■ Passage for review ■
- - -

7 July 2026 · 3 min read
The 3.5-Billion-Year-Old Lava That Still Tastes of the Mantle
In the Pilbara, 3.5-billion-year-old komatiite lavas preserve the chemical fingerprint of the Earth's pristine mantle—unaltered by plate tectonics or crustal contamination.
The lava came from deep enough to have avoided contamination by the young Earth's crust. When it reached the surface 3.5 billion years ago, in what is now the Pilbara region of Western Australia, it cooled into pillow basalt—rounded lobes that form when magma meets water. Those pillows are still there, and so is the chemistry of the mantle that produced them.
The Oldest Mantle
The Pilbara Craton is one of only two surviving fragments of the Earth's original continental crust. Its oldest rocks, the 3.5-billion-year-old Coonterunah Formation, are komatiites—ultramafic lavas that erupted at temperatures exceeding 1,600 °C, far hotter than any modern volcano. A komatiite is essentially a piece of the mantle brought to the surface, still carrying the chemical signature of the deep Earth before plate tectonics began.
These rocks contain more than 30 percent magnesium oxide, a concentration that tells geologists the lava rose from depths where the mantle had never been depleted by earlier melting. In modern volcanism, such compositions are impossible because the mantle has been repeatedly tapped. The Pilbara komatiites are the only direct samples we have of the pristine Archean mantle.
The Earth's interior, before it had been picked over by hundreds of millions of years of volcanism, was a different chemical world.
The Trace-Element Archive
The komatiites also preserve trace elements that act as fingerprints of the early Earth. Ratios of elements such as niobium, thorium, and uranium in the Coonterunah lavas match those of the primitive mantle—the theoretical composition of the Earth before any crust formed. This means the magma never passed through older continental crust on its way to the surface; it came straight from the deep interior, unmodified.

- - -

■ Entries provided ■
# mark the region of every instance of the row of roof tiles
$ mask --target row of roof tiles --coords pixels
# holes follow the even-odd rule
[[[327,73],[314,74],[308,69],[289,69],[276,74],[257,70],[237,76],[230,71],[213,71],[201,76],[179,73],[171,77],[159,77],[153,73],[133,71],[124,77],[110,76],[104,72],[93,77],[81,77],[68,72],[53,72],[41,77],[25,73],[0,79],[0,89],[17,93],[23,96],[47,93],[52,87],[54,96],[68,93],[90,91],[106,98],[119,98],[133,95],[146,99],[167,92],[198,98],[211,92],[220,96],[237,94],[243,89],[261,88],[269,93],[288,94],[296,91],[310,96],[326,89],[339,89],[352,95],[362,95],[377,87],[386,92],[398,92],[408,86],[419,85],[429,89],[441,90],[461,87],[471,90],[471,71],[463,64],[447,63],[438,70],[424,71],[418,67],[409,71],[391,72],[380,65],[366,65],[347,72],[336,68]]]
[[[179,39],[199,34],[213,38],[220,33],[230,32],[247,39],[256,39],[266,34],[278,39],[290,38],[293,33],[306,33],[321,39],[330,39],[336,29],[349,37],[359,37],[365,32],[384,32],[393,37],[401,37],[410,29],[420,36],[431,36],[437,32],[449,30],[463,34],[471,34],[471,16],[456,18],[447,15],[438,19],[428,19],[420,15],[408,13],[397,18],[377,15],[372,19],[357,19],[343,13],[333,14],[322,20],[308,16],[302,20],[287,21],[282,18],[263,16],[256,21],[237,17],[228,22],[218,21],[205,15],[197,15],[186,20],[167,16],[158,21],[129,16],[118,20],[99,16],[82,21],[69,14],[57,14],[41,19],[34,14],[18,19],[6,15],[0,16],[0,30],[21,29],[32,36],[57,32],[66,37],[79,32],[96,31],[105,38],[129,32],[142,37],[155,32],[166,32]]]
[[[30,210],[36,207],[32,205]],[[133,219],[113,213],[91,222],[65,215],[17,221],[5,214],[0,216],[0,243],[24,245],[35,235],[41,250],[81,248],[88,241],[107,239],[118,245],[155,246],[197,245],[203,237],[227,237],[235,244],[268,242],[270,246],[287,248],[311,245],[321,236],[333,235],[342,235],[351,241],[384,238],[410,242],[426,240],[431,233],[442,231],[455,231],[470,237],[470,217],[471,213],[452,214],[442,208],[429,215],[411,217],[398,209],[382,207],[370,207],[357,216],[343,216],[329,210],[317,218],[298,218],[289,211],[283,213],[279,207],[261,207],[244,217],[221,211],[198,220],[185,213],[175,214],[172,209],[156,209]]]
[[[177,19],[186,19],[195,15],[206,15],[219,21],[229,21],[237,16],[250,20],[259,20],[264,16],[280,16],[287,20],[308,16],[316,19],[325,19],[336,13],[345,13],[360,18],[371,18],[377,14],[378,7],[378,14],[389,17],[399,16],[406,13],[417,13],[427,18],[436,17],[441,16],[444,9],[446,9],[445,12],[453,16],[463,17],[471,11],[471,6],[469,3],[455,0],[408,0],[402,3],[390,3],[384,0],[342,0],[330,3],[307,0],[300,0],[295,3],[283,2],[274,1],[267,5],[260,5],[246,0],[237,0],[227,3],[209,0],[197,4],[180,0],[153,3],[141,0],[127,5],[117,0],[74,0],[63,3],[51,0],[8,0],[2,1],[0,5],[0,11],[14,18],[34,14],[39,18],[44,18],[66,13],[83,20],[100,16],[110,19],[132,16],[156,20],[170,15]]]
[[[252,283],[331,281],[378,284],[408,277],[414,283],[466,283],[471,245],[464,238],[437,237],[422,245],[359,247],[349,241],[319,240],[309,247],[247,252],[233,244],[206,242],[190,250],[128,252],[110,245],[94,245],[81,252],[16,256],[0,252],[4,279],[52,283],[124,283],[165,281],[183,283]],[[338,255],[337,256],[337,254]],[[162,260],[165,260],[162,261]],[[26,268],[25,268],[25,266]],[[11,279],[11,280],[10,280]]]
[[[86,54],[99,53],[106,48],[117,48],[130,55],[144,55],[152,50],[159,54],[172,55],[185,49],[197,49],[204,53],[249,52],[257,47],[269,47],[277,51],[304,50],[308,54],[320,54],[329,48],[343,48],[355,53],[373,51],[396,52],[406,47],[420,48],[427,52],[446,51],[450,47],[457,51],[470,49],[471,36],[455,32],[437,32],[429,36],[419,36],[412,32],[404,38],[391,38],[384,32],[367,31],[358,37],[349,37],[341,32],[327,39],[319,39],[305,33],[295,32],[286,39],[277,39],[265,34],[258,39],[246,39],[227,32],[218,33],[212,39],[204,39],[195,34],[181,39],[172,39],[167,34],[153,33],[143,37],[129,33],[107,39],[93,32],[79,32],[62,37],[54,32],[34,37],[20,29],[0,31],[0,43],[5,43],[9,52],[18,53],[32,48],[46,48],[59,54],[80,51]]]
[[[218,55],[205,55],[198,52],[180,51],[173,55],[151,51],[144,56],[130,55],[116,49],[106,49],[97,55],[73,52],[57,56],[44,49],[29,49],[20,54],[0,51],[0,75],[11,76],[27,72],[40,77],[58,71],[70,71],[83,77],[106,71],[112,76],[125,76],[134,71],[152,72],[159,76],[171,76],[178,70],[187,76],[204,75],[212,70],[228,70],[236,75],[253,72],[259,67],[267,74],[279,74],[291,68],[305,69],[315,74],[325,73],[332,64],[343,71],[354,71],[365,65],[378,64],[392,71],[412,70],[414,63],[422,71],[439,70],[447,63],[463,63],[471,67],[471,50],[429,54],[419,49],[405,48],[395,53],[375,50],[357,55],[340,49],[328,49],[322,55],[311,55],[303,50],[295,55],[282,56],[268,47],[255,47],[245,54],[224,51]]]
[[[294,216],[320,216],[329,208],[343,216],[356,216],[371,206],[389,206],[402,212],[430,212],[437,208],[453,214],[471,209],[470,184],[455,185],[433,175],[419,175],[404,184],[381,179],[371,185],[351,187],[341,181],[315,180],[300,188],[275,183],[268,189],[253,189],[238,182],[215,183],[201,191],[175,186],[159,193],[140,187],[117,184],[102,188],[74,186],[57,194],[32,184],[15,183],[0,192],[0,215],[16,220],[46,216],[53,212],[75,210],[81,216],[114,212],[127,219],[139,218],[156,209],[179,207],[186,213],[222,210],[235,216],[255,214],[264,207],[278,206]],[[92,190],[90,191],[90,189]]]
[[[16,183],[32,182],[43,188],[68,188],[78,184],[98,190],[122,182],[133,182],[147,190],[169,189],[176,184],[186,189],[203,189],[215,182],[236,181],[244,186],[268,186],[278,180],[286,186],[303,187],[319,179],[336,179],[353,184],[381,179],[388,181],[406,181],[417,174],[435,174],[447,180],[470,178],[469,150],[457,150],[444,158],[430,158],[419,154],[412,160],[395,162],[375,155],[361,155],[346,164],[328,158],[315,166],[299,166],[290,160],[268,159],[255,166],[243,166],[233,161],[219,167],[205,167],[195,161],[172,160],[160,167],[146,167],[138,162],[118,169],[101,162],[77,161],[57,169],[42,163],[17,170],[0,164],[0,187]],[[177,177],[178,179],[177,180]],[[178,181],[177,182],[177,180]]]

- - -

■ Tasks to perform ■
1. Using the article on the Pilbara komatiites, answer each question briefly.
(a) In what region of Australia is the Pilbara?
(b) At what temperatures did komatiites erupt?
(c) Which elements have ratios in the Coonterunah lavas that match those of the primitive mantle?
2. Summarize the article on the Pilbara komatiites in two sentences.
3. List every trace element that the article on the Pilbara komatiites names.

■ Numbered responses ■
1.
(a) The Pilbara is in Western Australia.
(b) Komatiites erupted at temperatures exceeding 1,600 °C.
(c) Niobium, thorium, and uranium.

2. In the Pilbara region of Western Australia, 3.5-billion-year-old komatiite lavas of the Coonterunah Formation erupted at temperatures above 1,600 °C, and their more than 30 percent magnesium oxide shows that they rose from depths where the mantle had never been depleted by earlier melting. Their trace-element ratios match those of the primitive mantle, which means the magma came straight from the deep interior without passing through older continental crust.

3. Niobium, thorium, uranium